Please retype all of the data below, word for word.

(Saved entries)
****************************************
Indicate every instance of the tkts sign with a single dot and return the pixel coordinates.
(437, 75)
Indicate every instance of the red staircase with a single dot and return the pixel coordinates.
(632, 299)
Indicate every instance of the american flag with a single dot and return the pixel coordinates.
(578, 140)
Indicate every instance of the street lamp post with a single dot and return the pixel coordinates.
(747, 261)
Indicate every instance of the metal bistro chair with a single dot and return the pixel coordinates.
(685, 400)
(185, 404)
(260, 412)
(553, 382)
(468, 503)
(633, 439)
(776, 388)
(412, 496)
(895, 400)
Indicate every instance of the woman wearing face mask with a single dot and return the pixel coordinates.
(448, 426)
****************************************
Solution to this exercise:
Indicate every instance of the tkts sign with a single dot and return the pixel coordinates.
(437, 75)
Indicate every instance of the red staircase with a single dot and return the pixel coordinates.
(632, 299)
Indicate every instance of the american flag with a single dot and return the pixel coordinates.
(578, 140)
Indicate every instance of the street lamp post with a single dot and return the pixel coordinates.
(747, 261)
Indicate every instance of the metal bistro chair with a single dot and return the pixel coordinates.
(685, 400)
(185, 404)
(260, 412)
(553, 382)
(468, 503)
(633, 439)
(776, 388)
(412, 496)
(895, 400)
Indicate every instance of the woman wearing face mask with a single dot and return the pixel coordinates.
(448, 426)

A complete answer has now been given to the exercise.